**Entries supplied**
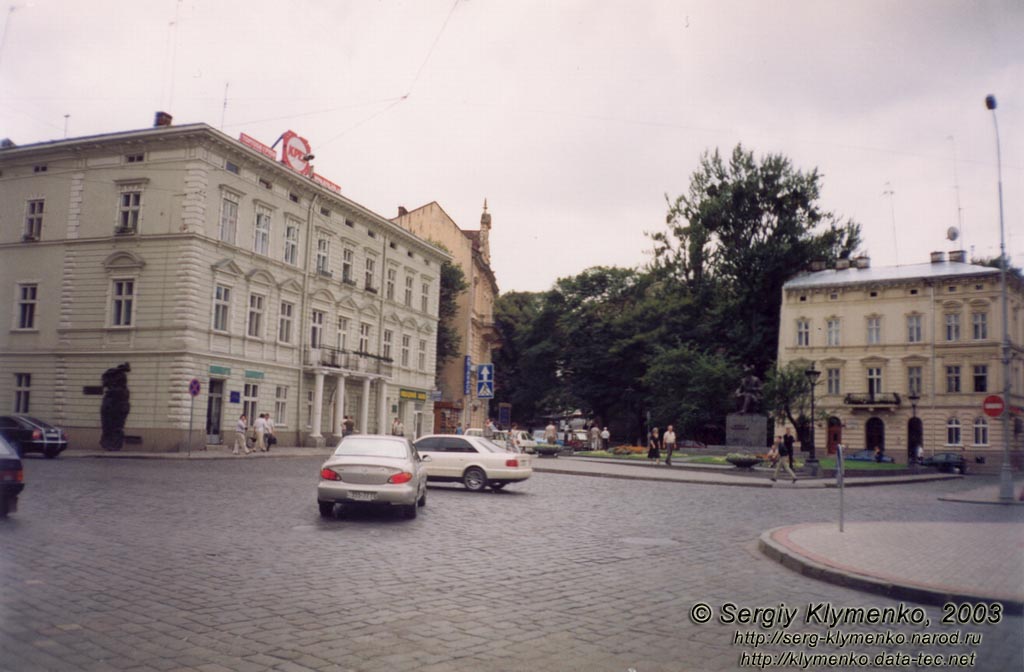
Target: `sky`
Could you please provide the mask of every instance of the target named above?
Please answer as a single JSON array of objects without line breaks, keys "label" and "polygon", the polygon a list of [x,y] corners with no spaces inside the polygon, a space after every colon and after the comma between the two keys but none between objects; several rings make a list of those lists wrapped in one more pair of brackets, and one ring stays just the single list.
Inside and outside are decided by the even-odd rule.
[{"label": "sky", "polygon": [[0,137],[158,110],[294,130],[388,218],[436,201],[473,229],[486,199],[503,292],[648,263],[667,197],[737,143],[817,169],[872,266],[997,256],[991,93],[1024,265],[1020,0],[32,0],[0,20]]}]

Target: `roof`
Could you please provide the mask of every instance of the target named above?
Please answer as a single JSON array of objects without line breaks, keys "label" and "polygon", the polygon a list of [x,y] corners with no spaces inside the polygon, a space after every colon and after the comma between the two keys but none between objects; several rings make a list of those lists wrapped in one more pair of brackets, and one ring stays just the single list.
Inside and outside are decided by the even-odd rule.
[{"label": "roof", "polygon": [[782,285],[782,289],[810,289],[839,285],[863,285],[914,280],[959,279],[998,275],[999,269],[962,261],[914,263],[906,266],[880,266],[878,268],[828,268],[804,274]]}]

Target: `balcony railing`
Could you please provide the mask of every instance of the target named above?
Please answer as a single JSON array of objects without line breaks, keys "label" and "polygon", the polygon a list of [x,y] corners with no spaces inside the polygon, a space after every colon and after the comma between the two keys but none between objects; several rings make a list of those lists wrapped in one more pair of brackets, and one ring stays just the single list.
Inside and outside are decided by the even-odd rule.
[{"label": "balcony railing", "polygon": [[337,347],[322,345],[306,352],[305,365],[390,377],[393,363],[388,358],[370,352],[349,352]]},{"label": "balcony railing", "polygon": [[847,406],[899,406],[900,396],[896,392],[851,392],[843,397]]}]

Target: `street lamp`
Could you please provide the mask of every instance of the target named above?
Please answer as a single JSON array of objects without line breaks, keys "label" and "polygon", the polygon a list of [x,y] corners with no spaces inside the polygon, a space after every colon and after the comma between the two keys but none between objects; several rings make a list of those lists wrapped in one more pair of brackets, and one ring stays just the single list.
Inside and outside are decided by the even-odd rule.
[{"label": "street lamp", "polygon": [[999,501],[1014,500],[1014,476],[1010,468],[1010,321],[1007,309],[1007,239],[1002,225],[1002,152],[999,149],[999,122],[995,118],[995,96],[985,96],[985,109],[992,111],[995,128],[995,167],[999,185],[999,281],[1002,285],[1002,466],[999,469]]},{"label": "street lamp", "polygon": [[811,426],[810,434],[808,435],[811,456],[807,458],[807,465],[810,467],[811,475],[816,476],[818,474],[818,458],[814,456],[814,386],[818,384],[821,372],[815,369],[814,365],[811,365],[809,369],[804,371],[804,375],[807,376],[807,382],[811,384]]}]

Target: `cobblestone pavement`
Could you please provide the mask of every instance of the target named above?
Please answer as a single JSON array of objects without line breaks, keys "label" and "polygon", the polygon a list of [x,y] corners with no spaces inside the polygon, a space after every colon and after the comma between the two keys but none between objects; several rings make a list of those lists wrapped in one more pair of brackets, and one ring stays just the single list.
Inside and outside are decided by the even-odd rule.
[{"label": "cobblestone pavement", "polygon": [[[416,520],[322,520],[318,465],[27,459],[20,510],[0,521],[0,669],[657,672],[733,670],[786,652],[870,663],[805,669],[876,669],[899,662],[879,656],[919,652],[1024,669],[1019,617],[940,625],[942,607],[905,602],[929,625],[805,623],[819,603],[900,605],[757,551],[767,529],[834,519],[835,491],[537,473],[502,493],[431,488]],[[846,519],[1020,522],[1020,508],[938,500],[984,482],[851,490]],[[692,622],[698,602],[711,623]],[[797,620],[723,624],[728,603],[774,607],[762,624],[784,603]],[[758,648],[748,632],[890,641]],[[958,644],[909,641],[956,632]],[[981,641],[964,644],[967,633]]]}]

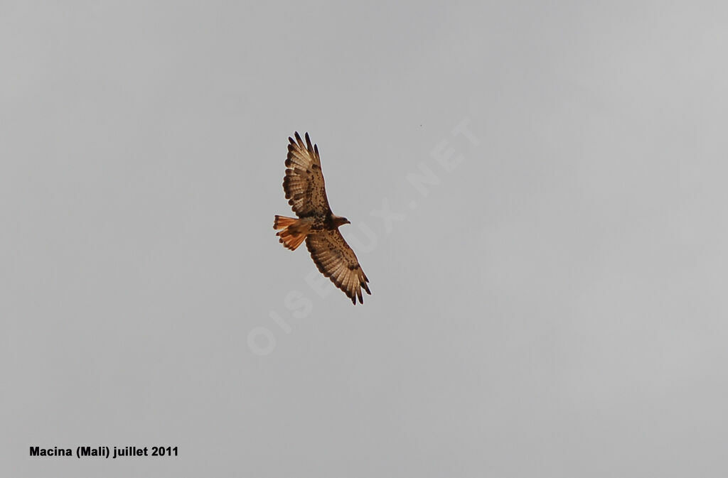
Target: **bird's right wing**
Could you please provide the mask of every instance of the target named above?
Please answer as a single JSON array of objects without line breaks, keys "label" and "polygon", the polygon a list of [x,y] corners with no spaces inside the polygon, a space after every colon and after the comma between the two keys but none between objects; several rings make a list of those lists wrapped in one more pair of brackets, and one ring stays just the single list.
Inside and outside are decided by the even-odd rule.
[{"label": "bird's right wing", "polygon": [[364,303],[362,288],[371,295],[364,271],[357,256],[339,229],[312,233],[306,238],[306,247],[321,274],[331,279],[356,305]]}]

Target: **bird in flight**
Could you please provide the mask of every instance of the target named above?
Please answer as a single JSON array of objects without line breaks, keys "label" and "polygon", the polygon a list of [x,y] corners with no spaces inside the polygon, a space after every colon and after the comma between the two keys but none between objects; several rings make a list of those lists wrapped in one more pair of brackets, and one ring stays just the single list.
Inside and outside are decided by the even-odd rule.
[{"label": "bird in flight", "polygon": [[331,212],[326,198],[326,188],[321,173],[318,146],[311,146],[309,134],[306,144],[298,133],[296,140],[289,138],[288,156],[285,160],[283,191],[298,219],[276,215],[274,229],[279,242],[290,250],[305,240],[316,267],[334,285],[344,291],[354,305],[364,303],[362,288],[371,295],[367,279],[357,256],[339,231],[339,226],[350,224],[346,218]]}]

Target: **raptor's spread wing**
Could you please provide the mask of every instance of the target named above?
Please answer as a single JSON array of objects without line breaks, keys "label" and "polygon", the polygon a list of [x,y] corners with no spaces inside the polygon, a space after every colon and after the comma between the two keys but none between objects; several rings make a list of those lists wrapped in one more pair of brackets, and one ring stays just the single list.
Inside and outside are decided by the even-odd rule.
[{"label": "raptor's spread wing", "polygon": [[367,285],[369,279],[339,229],[309,234],[306,238],[306,247],[321,274],[331,279],[353,303],[357,303],[357,298],[359,302],[364,303],[362,288],[366,293],[371,294]]},{"label": "raptor's spread wing", "polygon": [[283,191],[291,209],[299,218],[323,216],[331,212],[326,198],[326,188],[321,173],[321,159],[318,146],[311,146],[309,134],[306,144],[296,133],[296,140],[289,138],[288,156],[285,160]]}]

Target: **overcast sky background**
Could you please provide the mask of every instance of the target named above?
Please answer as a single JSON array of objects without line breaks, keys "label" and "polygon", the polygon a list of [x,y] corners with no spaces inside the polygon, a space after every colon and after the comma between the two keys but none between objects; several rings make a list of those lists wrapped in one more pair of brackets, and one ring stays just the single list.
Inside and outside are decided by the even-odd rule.
[{"label": "overcast sky background", "polygon": [[728,7],[589,3],[0,3],[0,474],[726,476]]}]

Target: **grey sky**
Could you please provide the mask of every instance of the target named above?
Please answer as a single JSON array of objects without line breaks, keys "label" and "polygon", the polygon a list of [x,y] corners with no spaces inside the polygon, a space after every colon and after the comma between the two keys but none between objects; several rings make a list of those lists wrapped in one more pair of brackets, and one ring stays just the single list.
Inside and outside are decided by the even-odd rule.
[{"label": "grey sky", "polygon": [[[0,474],[726,476],[727,22],[0,4]],[[295,130],[363,306],[274,236]],[[86,445],[180,456],[28,456]]]}]

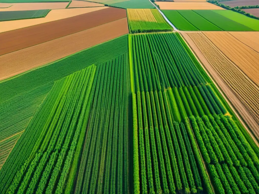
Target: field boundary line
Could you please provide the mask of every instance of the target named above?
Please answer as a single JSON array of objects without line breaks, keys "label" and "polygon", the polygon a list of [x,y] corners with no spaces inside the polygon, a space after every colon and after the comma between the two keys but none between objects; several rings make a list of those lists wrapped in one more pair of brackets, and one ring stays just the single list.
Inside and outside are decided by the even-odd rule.
[{"label": "field boundary line", "polygon": [[[184,32],[183,32],[184,33],[185,33]],[[249,126],[249,128],[251,128],[251,126],[250,126],[250,125],[247,122],[245,121],[244,120],[243,118],[243,117],[241,116],[241,115],[240,115],[238,114],[237,111],[235,109],[235,108],[234,107],[234,105],[232,105],[232,103],[231,102],[230,100],[229,100],[228,99],[227,97],[225,95],[225,94],[224,93],[222,92],[222,90],[221,90],[220,87],[218,85],[218,84],[217,84],[217,83],[215,81],[214,79],[212,77],[210,74],[209,72],[208,72],[208,71],[207,70],[207,69],[204,66],[203,64],[201,62],[199,59],[198,58],[198,57],[196,56],[196,55],[195,54],[195,52],[192,50],[191,47],[190,46],[189,43],[188,43],[187,42],[187,41],[186,41],[185,39],[183,38],[183,36],[182,36],[181,34],[180,34],[180,35],[181,37],[183,38],[185,43],[186,43],[187,44],[187,45],[188,45],[189,48],[191,49],[191,51],[192,52],[192,53],[194,55],[195,58],[196,58],[196,59],[197,59],[197,60],[199,62],[199,63],[200,65],[201,66],[207,74],[208,76],[211,79],[212,83],[214,84],[215,86],[218,90],[220,93],[221,94],[223,98],[224,98],[225,100],[226,100],[226,102],[227,102],[227,103],[230,108],[231,109],[231,110],[235,114],[235,116],[237,118],[238,120],[240,123],[243,125],[243,127],[246,129],[246,131],[250,135],[250,137],[251,137],[251,138],[255,142],[256,145],[257,145],[257,146],[259,147],[259,144],[258,144],[258,142],[256,140],[257,139],[255,137],[253,134],[252,133],[251,131],[252,131],[252,130],[249,130],[248,129],[248,126]],[[186,34],[186,35],[188,35]],[[227,87],[229,89],[230,91],[232,93],[233,95],[234,95],[235,97],[235,95],[234,94],[233,94],[233,92],[231,90],[231,89],[230,89],[230,88],[229,88],[228,87],[228,86],[227,86]],[[238,100],[239,100],[239,100],[238,100]],[[240,102],[240,101],[239,101],[239,102]],[[243,105],[242,104],[242,103],[241,103],[241,102],[240,103],[242,105]],[[246,109],[245,109],[245,110],[246,110]],[[253,120],[254,120],[253,119]]]},{"label": "field boundary line", "polygon": [[24,132],[25,130],[25,129],[24,129],[23,130],[21,131],[20,131],[20,132],[18,132],[18,133],[17,133],[15,134],[14,134],[13,135],[12,135],[11,136],[10,136],[10,137],[7,137],[6,138],[5,138],[5,139],[3,139],[2,140],[1,140],[1,141],[0,141],[0,143],[2,143],[3,141],[4,141],[5,140],[7,140],[8,139],[9,139],[10,138],[12,137],[13,136],[15,136],[18,135],[19,133],[23,133],[23,132]]},{"label": "field boundary line", "polygon": [[[258,8],[258,9],[259,9],[259,8]],[[248,47],[249,47],[249,48],[250,48],[250,49],[252,49],[252,50],[254,50],[254,51],[255,51],[255,52],[256,52],[256,53],[258,53],[258,54],[259,54],[259,52],[258,52],[258,51],[257,51],[257,50],[255,50],[254,49],[253,49],[253,48],[252,48],[251,47],[250,47],[249,46],[248,46],[248,45],[247,45],[247,44],[245,44],[245,43],[244,43],[243,42],[242,42],[242,41],[240,41],[240,40],[238,40],[238,39],[237,39],[237,38],[236,38],[236,37],[235,37],[235,36],[233,36],[233,35],[232,35],[232,34],[231,34],[231,33],[229,33],[229,31],[227,31],[227,33],[229,33],[229,34],[230,34],[230,35],[231,35],[231,36],[233,36],[233,37],[234,37],[234,38],[235,38],[235,39],[236,39],[237,40],[238,40],[238,41],[239,41],[239,42],[241,42],[241,43],[243,43],[243,44],[244,44],[244,45],[246,45],[246,46],[248,46]]]},{"label": "field boundary line", "polygon": [[[213,31],[211,31],[211,32],[213,32]],[[218,32],[218,31],[215,31],[215,32]],[[203,31],[201,31],[201,32],[202,33],[202,34],[204,36],[205,36],[205,38],[206,39],[207,39],[212,44],[212,46],[213,46],[215,48],[217,49],[219,51],[220,51],[221,53],[223,54],[224,56],[225,56],[226,58],[227,58],[229,61],[231,61],[231,62],[232,63],[233,63],[234,64],[235,66],[236,67],[236,68],[238,69],[238,70],[240,71],[241,72],[244,76],[245,76],[245,77],[247,79],[248,79],[248,81],[249,81],[250,82],[251,82],[251,83],[252,84],[253,84],[253,85],[254,85],[254,86],[256,86],[256,87],[257,88],[259,89],[259,86],[255,82],[254,82],[254,81],[252,80],[249,77],[248,77],[248,76],[246,74],[246,73],[244,72],[242,69],[240,69],[240,68],[237,65],[236,65],[236,64],[235,63],[234,63],[233,61],[232,61],[232,60],[231,60],[231,59],[230,59],[226,55],[225,55],[224,54],[224,53],[220,49],[219,49],[219,48],[218,48],[218,47],[216,46],[215,45],[215,44],[214,44],[213,43],[213,42],[212,42],[212,41],[211,41],[210,40],[210,39],[209,39],[209,38],[208,38],[207,37],[207,36],[203,33]],[[229,33],[228,32],[227,32],[229,34],[230,34],[230,33]],[[243,43],[242,42],[241,42],[241,43]],[[245,44],[245,45],[246,45],[245,44]],[[250,47],[249,47],[249,48],[250,48]]]}]

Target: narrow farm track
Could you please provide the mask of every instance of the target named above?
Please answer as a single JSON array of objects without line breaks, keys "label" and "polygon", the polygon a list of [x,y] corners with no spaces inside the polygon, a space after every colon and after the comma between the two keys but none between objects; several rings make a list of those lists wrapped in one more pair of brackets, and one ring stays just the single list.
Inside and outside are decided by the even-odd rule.
[{"label": "narrow farm track", "polygon": [[[194,32],[189,33],[190,34],[191,33],[196,33]],[[253,135],[251,134],[251,132],[250,130],[246,127],[246,124],[242,120],[244,120],[249,128],[250,129],[257,129],[258,127],[258,124],[252,118],[252,115],[250,114],[246,108],[237,98],[236,96],[233,93],[231,88],[226,84],[222,78],[208,63],[203,54],[192,40],[190,39],[189,36],[185,32],[181,32],[181,34],[191,48],[192,50],[193,51],[193,52],[195,53],[199,59],[202,63],[201,63],[201,64],[202,64],[204,65],[204,66],[202,66],[204,68],[204,69],[208,72],[209,75],[213,78],[213,80],[215,81],[217,84],[218,84],[219,88],[222,90],[224,92],[225,95],[221,92],[221,91],[220,90],[219,88],[219,90],[221,92],[222,96],[225,98],[227,101],[229,103],[229,106],[232,107],[232,109],[235,113],[236,116],[239,118],[247,132],[250,134],[253,141],[256,144],[257,146],[259,146],[259,144],[258,144],[257,140],[255,139]],[[216,85],[216,85],[215,83],[215,84]],[[225,95],[226,97],[225,97]],[[229,102],[229,101],[230,102]],[[236,110],[238,112],[236,112],[235,110]],[[241,117],[239,116],[239,114],[240,114]],[[254,134],[254,135],[255,135],[256,134]],[[256,137],[257,138],[258,138],[257,136]]]},{"label": "narrow farm track", "polygon": [[0,56],[0,80],[46,64],[128,33],[127,18],[125,18],[2,55]]}]

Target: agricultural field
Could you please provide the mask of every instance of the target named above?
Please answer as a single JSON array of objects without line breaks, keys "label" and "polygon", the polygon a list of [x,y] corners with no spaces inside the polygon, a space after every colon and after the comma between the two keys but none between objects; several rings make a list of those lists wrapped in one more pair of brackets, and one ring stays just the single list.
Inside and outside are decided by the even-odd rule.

**What you should do**
Set down only these lines, exactly: the line containing "Target: agricultural field" and each line after it, through the end of the listing.

**Correct response**
Target: agricultural field
Could you please provide the mask of every instance of the target named above?
Please answer as a single JSON array of objects without line breaks, keys "label" and "polygon", the polygon a list of [x,y] corners with no spaces inside the polygon, a space after every colon and after the comma between the two keys but none between objects; several rings make a list of those lists wrapped in one more pair of brackets, and one ring stays just the single list.
Inside and outside are decided by the even-odd rule.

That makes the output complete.